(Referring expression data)
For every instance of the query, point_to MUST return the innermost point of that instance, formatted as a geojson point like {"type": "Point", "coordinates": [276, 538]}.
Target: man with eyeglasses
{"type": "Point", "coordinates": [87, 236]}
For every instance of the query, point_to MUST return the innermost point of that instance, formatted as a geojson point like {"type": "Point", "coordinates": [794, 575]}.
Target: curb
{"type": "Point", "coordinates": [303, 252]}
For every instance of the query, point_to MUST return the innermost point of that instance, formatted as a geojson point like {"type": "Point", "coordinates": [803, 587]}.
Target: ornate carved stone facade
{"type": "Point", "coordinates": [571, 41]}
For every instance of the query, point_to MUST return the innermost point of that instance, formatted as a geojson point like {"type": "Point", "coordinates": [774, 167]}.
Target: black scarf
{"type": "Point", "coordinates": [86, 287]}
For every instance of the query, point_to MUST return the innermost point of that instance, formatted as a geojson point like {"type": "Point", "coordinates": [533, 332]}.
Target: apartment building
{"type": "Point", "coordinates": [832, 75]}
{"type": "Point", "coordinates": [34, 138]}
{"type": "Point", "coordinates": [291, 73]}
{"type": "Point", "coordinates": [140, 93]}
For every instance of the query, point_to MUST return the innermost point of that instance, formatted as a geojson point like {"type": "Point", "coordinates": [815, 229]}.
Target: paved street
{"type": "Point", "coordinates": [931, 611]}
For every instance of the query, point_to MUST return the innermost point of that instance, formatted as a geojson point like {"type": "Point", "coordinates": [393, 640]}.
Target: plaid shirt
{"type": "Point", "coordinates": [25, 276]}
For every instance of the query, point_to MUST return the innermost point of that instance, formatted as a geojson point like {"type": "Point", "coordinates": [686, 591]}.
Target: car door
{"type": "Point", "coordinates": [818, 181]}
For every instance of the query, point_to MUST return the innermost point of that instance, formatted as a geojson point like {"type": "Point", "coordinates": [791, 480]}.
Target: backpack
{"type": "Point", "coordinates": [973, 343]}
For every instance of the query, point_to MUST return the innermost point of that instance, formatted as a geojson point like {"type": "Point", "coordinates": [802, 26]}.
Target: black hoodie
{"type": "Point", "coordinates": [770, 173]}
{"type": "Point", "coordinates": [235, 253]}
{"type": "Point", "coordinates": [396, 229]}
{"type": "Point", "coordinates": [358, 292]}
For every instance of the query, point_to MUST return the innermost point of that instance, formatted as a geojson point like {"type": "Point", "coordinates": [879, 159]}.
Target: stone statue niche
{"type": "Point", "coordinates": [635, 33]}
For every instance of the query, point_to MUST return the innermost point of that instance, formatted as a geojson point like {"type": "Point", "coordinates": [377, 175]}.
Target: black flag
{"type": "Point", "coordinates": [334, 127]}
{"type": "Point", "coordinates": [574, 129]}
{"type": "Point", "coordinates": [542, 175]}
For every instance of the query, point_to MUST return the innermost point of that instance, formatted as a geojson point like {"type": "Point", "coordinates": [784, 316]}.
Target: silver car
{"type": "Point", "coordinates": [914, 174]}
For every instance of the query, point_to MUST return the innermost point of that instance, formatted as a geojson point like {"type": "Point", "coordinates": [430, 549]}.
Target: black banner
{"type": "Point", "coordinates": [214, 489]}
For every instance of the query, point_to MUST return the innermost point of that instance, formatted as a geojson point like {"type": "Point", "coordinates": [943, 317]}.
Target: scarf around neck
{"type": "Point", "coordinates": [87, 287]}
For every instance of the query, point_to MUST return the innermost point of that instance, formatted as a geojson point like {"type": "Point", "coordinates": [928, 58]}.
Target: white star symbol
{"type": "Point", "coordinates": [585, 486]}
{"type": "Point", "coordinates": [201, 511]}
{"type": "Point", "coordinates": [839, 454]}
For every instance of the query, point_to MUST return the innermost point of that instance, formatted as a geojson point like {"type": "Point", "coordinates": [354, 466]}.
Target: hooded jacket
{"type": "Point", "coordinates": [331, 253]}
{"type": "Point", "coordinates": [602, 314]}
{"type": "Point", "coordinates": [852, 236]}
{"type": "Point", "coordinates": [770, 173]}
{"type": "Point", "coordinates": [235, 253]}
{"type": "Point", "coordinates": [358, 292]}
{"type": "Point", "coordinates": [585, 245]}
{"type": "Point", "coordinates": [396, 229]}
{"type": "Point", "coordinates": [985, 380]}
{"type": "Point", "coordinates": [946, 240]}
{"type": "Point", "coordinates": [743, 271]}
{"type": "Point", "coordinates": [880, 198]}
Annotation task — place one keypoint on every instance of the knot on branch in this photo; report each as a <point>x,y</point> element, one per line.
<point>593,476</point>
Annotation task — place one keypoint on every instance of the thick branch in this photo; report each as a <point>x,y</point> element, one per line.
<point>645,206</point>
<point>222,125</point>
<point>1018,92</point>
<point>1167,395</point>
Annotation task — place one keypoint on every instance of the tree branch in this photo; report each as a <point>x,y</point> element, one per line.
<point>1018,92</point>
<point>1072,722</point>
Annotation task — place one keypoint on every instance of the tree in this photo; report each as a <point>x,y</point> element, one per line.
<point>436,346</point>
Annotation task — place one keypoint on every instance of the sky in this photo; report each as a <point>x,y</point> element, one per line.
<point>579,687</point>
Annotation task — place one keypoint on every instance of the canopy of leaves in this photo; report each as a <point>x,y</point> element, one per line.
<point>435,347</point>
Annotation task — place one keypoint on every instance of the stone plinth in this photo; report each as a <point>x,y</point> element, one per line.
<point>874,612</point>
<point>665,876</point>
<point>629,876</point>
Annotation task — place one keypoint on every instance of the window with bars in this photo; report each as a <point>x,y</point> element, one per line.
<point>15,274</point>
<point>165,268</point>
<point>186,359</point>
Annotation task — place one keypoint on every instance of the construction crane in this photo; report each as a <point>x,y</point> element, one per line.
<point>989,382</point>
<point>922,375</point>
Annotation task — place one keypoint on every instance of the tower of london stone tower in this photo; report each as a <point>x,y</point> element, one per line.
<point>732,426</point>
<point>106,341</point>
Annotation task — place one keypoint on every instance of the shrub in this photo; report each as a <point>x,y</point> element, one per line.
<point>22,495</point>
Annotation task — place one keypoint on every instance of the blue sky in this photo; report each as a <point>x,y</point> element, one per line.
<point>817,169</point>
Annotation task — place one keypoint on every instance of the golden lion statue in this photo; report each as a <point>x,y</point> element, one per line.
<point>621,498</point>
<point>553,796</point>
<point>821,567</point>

— What the task requires —
Each record above is to be reproduced exactly, in full.

— Exercise result —
For every instance of the query, point_to MUST return the innermost point of that instance, formatted as a geojson point like {"type": "Point", "coordinates": [276, 538]}.
Target: man with eyeglasses
{"type": "Point", "coordinates": [87, 236]}
For every instance of the query, point_to MUST return the innermost point of that instance, formatted as a geojson point like {"type": "Point", "coordinates": [794, 575]}.
Target: curb
{"type": "Point", "coordinates": [303, 252]}
For every instance of the query, point_to MUST return the innermost point of that instance, formatted as a geojson point like {"type": "Point", "coordinates": [803, 587]}.
Target: ornate carved stone facade
{"type": "Point", "coordinates": [571, 41]}
For every instance of the query, point_to MUST return the innermost point of that instance, formatted as a geojson point like {"type": "Point", "coordinates": [774, 167]}.
Target: black scarf
{"type": "Point", "coordinates": [86, 287]}
For every instance of the query, point_to MUST return the innermost point of that instance, formatted as a geojson point like {"type": "Point", "coordinates": [533, 332]}.
Target: apartment building
{"type": "Point", "coordinates": [832, 75]}
{"type": "Point", "coordinates": [34, 138]}
{"type": "Point", "coordinates": [291, 73]}
{"type": "Point", "coordinates": [140, 93]}
For every instance of the query, point_to MUST return the innermost point of that instance, formatted as a geojson point like {"type": "Point", "coordinates": [815, 229]}.
Target: paved street
{"type": "Point", "coordinates": [931, 611]}
For every instance of the query, point_to MUST return the innermost point of that instance, formatted as a geojson point like {"type": "Point", "coordinates": [393, 640]}.
Target: plaid shirt
{"type": "Point", "coordinates": [25, 276]}
For every instance of the query, point_to MUST return the innermost point of that instance, formatted as a geojson point like {"type": "Point", "coordinates": [686, 591]}.
Target: car door
{"type": "Point", "coordinates": [818, 181]}
For every instance of the query, point_to MUST return the innermost point of that instance, formatted as a geojson point like {"type": "Point", "coordinates": [791, 480]}.
Target: backpack
{"type": "Point", "coordinates": [973, 343]}
For every instance of the query, point_to MUST return the innermost point of that instance, formatted as a geojson point like {"type": "Point", "coordinates": [802, 26]}.
Target: black hoodie
{"type": "Point", "coordinates": [770, 173]}
{"type": "Point", "coordinates": [235, 253]}
{"type": "Point", "coordinates": [396, 229]}
{"type": "Point", "coordinates": [358, 292]}
For every instance of the query, point_to MUST return the innermost point of that instance, formatted as a geojson point like {"type": "Point", "coordinates": [879, 159]}.
Target: stone statue niche
{"type": "Point", "coordinates": [635, 33]}
For every instance of the query, point_to MUST return the innermost point of that instance, formatted as a geojson point like {"type": "Point", "coordinates": [377, 175]}.
Target: black flag
{"type": "Point", "coordinates": [334, 127]}
{"type": "Point", "coordinates": [574, 129]}
{"type": "Point", "coordinates": [542, 175]}
For every instance of the query, point_to MUST return the innermost point of that instance, formatted as a geojson point like {"type": "Point", "coordinates": [784, 316]}.
Target: silver car
{"type": "Point", "coordinates": [914, 174]}
For every instance of the query, point_to MUST return the innermost point of that instance, formatted as a geojson point like {"type": "Point", "coordinates": [430, 549]}.
Target: black banner
{"type": "Point", "coordinates": [214, 489]}
For every instance of the query, point_to MUST return the innermost point of that instance, formatted as a geojson point like {"type": "Point", "coordinates": [943, 317]}.
Target: scarf around neck
{"type": "Point", "coordinates": [87, 287]}
For every instance of the query, point_to MUST return the innermost point of that instance, formatted as a geojson point like {"type": "Point", "coordinates": [928, 58]}.
Target: white star symbol
{"type": "Point", "coordinates": [585, 486]}
{"type": "Point", "coordinates": [201, 511]}
{"type": "Point", "coordinates": [839, 454]}
For every instance of the query, point_to MUST return the innermost point of that instance, formatted as a geojson point like {"type": "Point", "coordinates": [354, 466]}.
Target: hooded jacket
{"type": "Point", "coordinates": [331, 253]}
{"type": "Point", "coordinates": [602, 314]}
{"type": "Point", "coordinates": [852, 236]}
{"type": "Point", "coordinates": [770, 173]}
{"type": "Point", "coordinates": [235, 253]}
{"type": "Point", "coordinates": [358, 292]}
{"type": "Point", "coordinates": [585, 245]}
{"type": "Point", "coordinates": [396, 229]}
{"type": "Point", "coordinates": [985, 380]}
{"type": "Point", "coordinates": [946, 240]}
{"type": "Point", "coordinates": [743, 271]}
{"type": "Point", "coordinates": [880, 198]}
Annotation task — place one keypoint on every instance of the knot on branch in this photo; report each as a <point>x,y</point> element, one per line.
<point>593,476</point>
Annotation task — place one keypoint on every instance of the thick branch in this photo; report each as a <point>x,y</point> element, one per line.
<point>645,206</point>
<point>222,125</point>
<point>1018,92</point>
<point>1167,395</point>
Annotation task — place one keypoint on every instance of the tree branch in this photo; report each as a <point>x,y</point> element, one per line.
<point>1018,92</point>
<point>1072,722</point>
Annotation task — place one keypoint on every instance of the tree in this photo; report each as a <point>x,y</point> element, one per line.
<point>436,346</point>
Annotation task — place one keypoint on every instance of the sky in this photo; report each as a <point>x,y</point> element, one per line.
<point>579,687</point>
Annotation task — place one keypoint on every instance of the canopy of leaves in this photo; report each as a <point>x,y</point> element, one per line.
<point>435,347</point>
Annotation task — place one keypoint on every instance of the stone plinth in this photo; report each as a <point>x,y</point> element, one per line.
<point>874,612</point>
<point>665,876</point>
<point>629,876</point>
Annotation task — place one keypoint on every instance of the window with bars in this photo; report each as a <point>x,y</point> element, one per line.
<point>15,274</point>
<point>165,268</point>
<point>186,359</point>
Annotation task — place one keypoint on every instance of the construction crane in this photo; report each as a <point>x,y</point> element, one per line.
<point>989,382</point>
<point>922,375</point>
Annotation task — place one keypoint on every instance of the tower of london stone tower in this photo; report each as a <point>x,y</point> element, one per line.
<point>732,426</point>
<point>106,341</point>
Annotation task — place one keypoint on every instance of the shrub in this photo; report each as a <point>x,y</point> element, one per line.
<point>22,495</point>
Annotation task — place one keypoint on every instance of the blue sky in this photo; report each as a <point>x,y</point> element, one per line.
<point>817,169</point>
Annotation task — place one keypoint on every instance of the golden lion statue in this photo; report each as a <point>x,y</point> element, one per line.
<point>621,498</point>
<point>553,796</point>
<point>821,567</point>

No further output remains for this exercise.